PROBLEM TO SOLVE: Render the lines below as a numbered list, leaving out any blank lines.

DATASET ENTRIES:
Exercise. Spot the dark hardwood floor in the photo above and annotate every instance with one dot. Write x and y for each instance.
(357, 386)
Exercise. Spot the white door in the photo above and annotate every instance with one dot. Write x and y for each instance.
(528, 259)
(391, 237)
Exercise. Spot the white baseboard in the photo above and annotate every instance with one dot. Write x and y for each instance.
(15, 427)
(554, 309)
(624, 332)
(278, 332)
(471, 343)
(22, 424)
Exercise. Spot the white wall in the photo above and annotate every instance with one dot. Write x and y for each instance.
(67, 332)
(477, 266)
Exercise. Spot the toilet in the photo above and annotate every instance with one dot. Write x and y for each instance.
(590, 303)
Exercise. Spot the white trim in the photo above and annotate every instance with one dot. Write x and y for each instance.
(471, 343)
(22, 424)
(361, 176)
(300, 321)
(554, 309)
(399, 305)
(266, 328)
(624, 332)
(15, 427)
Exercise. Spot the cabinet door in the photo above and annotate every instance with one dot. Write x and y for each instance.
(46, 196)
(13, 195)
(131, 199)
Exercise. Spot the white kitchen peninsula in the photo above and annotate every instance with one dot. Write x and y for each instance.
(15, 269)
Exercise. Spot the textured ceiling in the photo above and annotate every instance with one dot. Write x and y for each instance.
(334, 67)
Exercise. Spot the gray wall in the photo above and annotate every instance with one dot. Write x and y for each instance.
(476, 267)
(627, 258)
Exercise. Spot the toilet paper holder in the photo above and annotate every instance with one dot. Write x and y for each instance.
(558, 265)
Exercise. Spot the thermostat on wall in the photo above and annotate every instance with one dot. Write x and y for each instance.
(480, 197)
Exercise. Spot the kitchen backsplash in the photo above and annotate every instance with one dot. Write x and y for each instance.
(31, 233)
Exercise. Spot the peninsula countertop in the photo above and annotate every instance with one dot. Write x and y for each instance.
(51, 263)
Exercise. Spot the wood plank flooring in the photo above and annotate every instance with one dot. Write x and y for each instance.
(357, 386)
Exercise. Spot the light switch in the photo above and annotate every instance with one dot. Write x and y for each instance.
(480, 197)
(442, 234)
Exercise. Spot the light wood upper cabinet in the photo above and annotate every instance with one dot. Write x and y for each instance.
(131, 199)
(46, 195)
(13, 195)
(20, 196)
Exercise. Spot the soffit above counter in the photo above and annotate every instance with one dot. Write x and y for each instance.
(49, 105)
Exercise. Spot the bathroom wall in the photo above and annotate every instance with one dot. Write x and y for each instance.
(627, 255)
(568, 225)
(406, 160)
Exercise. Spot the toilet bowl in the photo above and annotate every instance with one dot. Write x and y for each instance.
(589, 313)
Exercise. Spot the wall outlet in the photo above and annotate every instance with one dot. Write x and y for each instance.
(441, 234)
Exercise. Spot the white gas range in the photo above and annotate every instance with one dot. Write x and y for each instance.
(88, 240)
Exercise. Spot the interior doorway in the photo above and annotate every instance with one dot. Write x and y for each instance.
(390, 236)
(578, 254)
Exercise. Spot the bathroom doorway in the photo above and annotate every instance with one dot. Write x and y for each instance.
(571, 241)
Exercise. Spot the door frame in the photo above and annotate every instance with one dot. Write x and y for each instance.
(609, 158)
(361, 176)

COMPLETED EXERCISE:
1. Exercise. Spot the dark hardwood floor in the photo above and annotate every instance with one dot. Write x and y for each instance.
2. (357, 386)
3. Exercise. Spot the white door in the photo above and annotate every instance with one dot. Write x and y for each instance.
4. (528, 259)
5. (391, 237)
6. Exercise. Spot the white baseboard in the photo above and annotate every instance with one dot. Write x and y for each instance.
7. (15, 427)
8. (554, 309)
9. (624, 332)
10. (278, 332)
11. (471, 343)
12. (22, 424)
13. Exercise. Spot the white wall in the photo above and annotate every instance with one dot. Write x and y for each instance.
14. (67, 332)
15. (477, 266)
16. Exercise. Spot the toilet in the photo above and annotate every instance with one dot. Write x and y for each instance.
17. (590, 303)
18. Exercise. Spot the white trim in the photo above and annotate every instance with one dot. Write x and y for each instance.
19. (471, 343)
20. (22, 424)
21. (361, 176)
22. (300, 321)
23. (554, 309)
24. (399, 305)
25. (266, 328)
26. (624, 332)
27. (15, 427)
28. Exercise. Spot the cabinet door in the photo above and annotate every instance with one dot. Write x and y for each instance.
29. (46, 196)
30. (13, 195)
31. (131, 199)
32. Exercise. Spot the white kitchen peninsula in the photo above and annotate every instance with one dot. Write x and y for each instance.
33. (15, 269)
34. Exercise. Spot the textured ceiling in the photo above and annotate every instance with one dot. Write x and y for each instance.
35. (334, 67)
36. Exercise. Spot the gray wall in the photo above and annotate every instance with one dot. Write x and y for each instance.
37. (476, 267)
38. (627, 258)
39. Exercise. Spot the toilet paper holder in the photo above and annotate every instance with one dot. Write x and y for each instance.
40. (558, 265)
41. Exercise. Spot the thermostat on wall in the photo above and annotate every instance with one dot. Write x and y for each instance.
42. (480, 197)
43. Exercise. Spot the kitchen backsplash in the photo above and annotate every instance with one dot. Write x and y for each instance.
44. (31, 233)
45. Exercise. Spot the peninsula countertop in the photo above and annotate every instance with one dot. Write x and y for each instance.
46. (51, 263)
47. Exercise. Spot the wood plank flooring in the photo above and annotate every instance with one dot. Write x and y for each instance.
48. (357, 386)
49. Exercise. Spot the light switch in the photo above and annotate every instance with one dot. Write x and y for each instance.
50. (480, 197)
51. (442, 234)
52. Exercise. Spot the light wood upper cabinet in the photo above and annotate every instance with one dot. Write x and y for each instance.
53. (131, 199)
54. (46, 195)
55. (13, 195)
56. (20, 196)
57. Exercise. Spot the soffit above counter in the photo above and annotate every instance with one dot. Write x and y for each instance.
58. (49, 105)
59. Exercise. Spot the bathroom wall in the photo above and annotate every instance with one dot. Write x and y for each instance.
60. (627, 255)
61. (568, 225)
62. (406, 160)
63. Exercise. Spot the toilet bowl in the photo above and annotate every instance with one dot. Write x and y for each instance.
64. (589, 313)
65. Exercise. Spot the wall outlet in the photo above and annotate every instance with one dot. Write x and y for each instance.
66. (441, 234)
67. Exercise. Spot the white gas range in the photo above and annotate every instance with one dot. Write x and y for each instance.
68. (88, 240)
69. Exercise. Spot the interior doorway in the photo above and annotate every instance with one dot. Write x and y for each instance.
70. (390, 236)
71. (578, 254)
72. Exercise. Spot the bathroom doorway in the photo above and annotate every instance with one dot. Write x and y for each instance.
73. (571, 241)
74. Exercise. Spot the door frame in the photo above and annotate every instance with one dot. Write x and y for each instance.
75. (609, 158)
76. (361, 176)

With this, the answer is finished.